:: Text section ::
Start of Block
Results 1 to 22 of 22

Thread: easy way to tell if your SSD is failing

  1. #1
    Registered User
    Join Date
    Mar 2008
    Location
    Knoxville, TN
    Posts
    13

    easy way to tell if your SSD is failing

    I work for a government contractor. We supply equipment to them that uses an SSD. This equipment runs 24 hours a day, 7 days a week processing information. It has Win XP Pro so it is not an SSD “aware” OS.

    It is my understanding that the average read/write lifespan for each cell is approximately 100K.

    My question is this:
    Is there a way to see this drive failing BEFORE it actually fails?
    An example of this would be since we use a 32GB SSD, when I go to the drives properties it shows up as 29.8GB in Windows. As this drive starts failing because of individual cells going down, will this number change to reflect the current USABLE maximum space?
    This would be a very easy way to tell that our SSDs are starting to fail.

    What do you think? Is there a way to know before a drive fails?

    Thanks in advance for your help

  2. #2
    SLC One_Hertz's Avatar
    Join Date
    Oct 2004
    Location
    Ottawa, Canada
    Posts
    2,953
    No, there is no way to really tell. It happens suddenly and usually with almost no hope for recovery.

    If you are lucky, it will allow itself to be read still (like when my X25-E failed). A normal windows machine won't be able to boot with such a drive plugged in though because it just goes into busy until repower after a single write command. You need a hardware imaging tool to get data off. I guess a hardware write blocker could work as well, but I have not tried that.
End of Block
:: Dataset excerpts ::
Start of Block
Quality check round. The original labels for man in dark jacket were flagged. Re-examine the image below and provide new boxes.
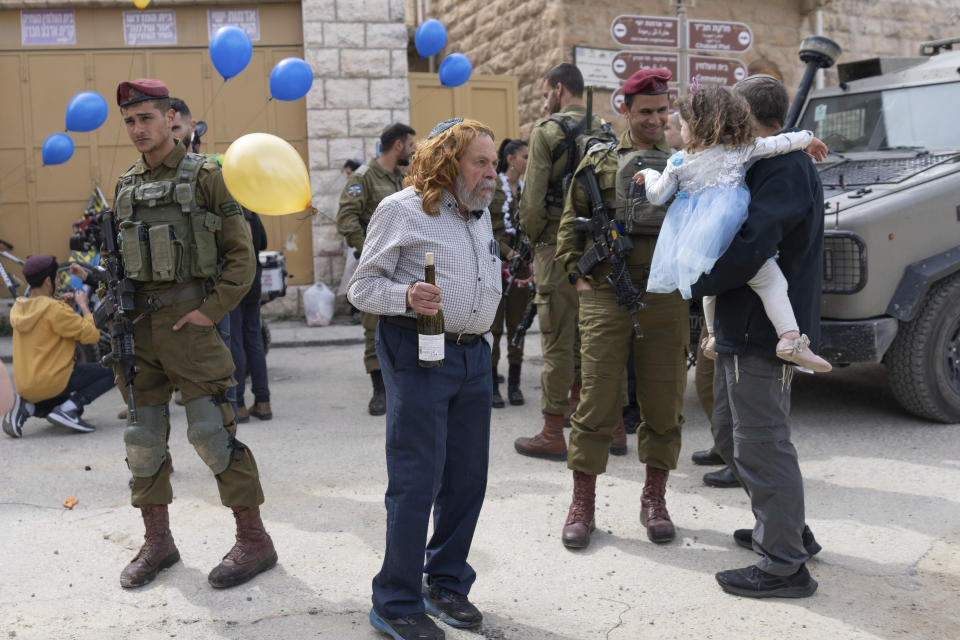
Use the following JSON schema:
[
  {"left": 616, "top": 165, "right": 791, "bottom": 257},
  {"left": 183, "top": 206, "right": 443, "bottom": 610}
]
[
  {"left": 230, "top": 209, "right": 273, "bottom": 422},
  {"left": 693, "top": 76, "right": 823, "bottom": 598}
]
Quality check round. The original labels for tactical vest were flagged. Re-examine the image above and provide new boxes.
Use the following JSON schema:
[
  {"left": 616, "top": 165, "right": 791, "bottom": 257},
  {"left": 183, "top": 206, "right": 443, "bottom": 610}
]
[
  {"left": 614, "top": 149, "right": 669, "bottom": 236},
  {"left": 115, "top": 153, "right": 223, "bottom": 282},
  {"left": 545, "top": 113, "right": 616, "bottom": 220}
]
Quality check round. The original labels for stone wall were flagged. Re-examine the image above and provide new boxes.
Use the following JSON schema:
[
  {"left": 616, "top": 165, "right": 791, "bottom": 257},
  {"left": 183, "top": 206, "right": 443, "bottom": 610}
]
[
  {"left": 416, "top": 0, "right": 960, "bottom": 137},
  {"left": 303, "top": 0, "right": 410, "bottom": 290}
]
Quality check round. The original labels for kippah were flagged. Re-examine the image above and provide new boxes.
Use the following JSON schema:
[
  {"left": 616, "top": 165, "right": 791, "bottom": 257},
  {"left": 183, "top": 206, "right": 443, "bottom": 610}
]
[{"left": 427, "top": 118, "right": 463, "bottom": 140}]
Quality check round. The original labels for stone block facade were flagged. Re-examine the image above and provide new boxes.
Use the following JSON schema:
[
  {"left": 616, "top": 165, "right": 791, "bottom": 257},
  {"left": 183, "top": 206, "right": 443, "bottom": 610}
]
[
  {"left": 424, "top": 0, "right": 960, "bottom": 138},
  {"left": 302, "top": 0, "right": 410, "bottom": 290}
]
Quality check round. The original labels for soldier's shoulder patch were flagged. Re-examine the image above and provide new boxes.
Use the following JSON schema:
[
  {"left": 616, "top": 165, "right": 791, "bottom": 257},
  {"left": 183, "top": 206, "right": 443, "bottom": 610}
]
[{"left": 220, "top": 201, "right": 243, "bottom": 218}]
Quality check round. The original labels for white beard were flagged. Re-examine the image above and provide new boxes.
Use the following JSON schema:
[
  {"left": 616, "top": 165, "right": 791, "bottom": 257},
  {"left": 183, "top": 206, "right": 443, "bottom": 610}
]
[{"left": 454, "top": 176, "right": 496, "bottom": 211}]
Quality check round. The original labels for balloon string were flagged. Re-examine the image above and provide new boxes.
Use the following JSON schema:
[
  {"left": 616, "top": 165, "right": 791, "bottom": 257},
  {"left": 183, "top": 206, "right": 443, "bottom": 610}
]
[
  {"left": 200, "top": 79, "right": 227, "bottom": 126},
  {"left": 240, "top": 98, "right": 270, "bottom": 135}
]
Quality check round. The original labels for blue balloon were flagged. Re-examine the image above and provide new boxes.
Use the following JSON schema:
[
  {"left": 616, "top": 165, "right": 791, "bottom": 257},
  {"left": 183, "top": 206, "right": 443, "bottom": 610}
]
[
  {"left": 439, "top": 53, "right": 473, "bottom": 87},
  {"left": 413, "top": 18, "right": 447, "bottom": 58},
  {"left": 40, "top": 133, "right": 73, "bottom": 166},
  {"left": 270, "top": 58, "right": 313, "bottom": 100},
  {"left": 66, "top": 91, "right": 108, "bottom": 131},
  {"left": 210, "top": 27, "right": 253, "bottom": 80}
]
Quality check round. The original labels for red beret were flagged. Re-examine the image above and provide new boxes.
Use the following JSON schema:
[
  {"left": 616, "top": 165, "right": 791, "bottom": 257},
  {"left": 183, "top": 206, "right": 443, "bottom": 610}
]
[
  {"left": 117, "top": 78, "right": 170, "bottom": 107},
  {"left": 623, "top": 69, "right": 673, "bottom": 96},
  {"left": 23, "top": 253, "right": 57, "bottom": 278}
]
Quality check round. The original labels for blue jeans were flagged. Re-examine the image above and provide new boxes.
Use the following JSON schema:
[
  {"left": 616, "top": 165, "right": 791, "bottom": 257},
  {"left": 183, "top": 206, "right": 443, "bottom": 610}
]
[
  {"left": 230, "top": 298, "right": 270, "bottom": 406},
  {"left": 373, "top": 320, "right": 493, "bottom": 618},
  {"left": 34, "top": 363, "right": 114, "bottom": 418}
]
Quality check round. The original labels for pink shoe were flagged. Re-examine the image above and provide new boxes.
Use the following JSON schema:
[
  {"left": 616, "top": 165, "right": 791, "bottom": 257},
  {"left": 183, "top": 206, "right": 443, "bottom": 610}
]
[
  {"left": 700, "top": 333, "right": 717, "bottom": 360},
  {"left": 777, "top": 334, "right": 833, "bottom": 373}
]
End of Block
:: Task to complete ::
Repeat the part of the SSD thread starting with "I work for a" and going on through "a drive fails?". The rows have nothing to do with the SSD thread.

:: Exercise solution ::
I work for a government contractor. We supply equipment to them that uses an SSD. This equipment runs 24 hours a day, 7 days a week processing information. It has Win XP Pro so it is not an SSD “aware” OS.

    It is my understanding that the average read/write lifespan for each cell is approximately 100K.

    My question is this:
    Is there a way to see this drive failing BEFORE it actually fails?
    An example of this would be since we use a 32GB SSD, when I go to the drives properties it shows up as 29.8GB in Windows. As this drive starts failing because of individual cells going down, will this number change to reflect the current USABLE maximum space?
    This would be a very easy way to tell that our SSDs are starting to fail.

    What do you think? Is there a way to know before a drive fails?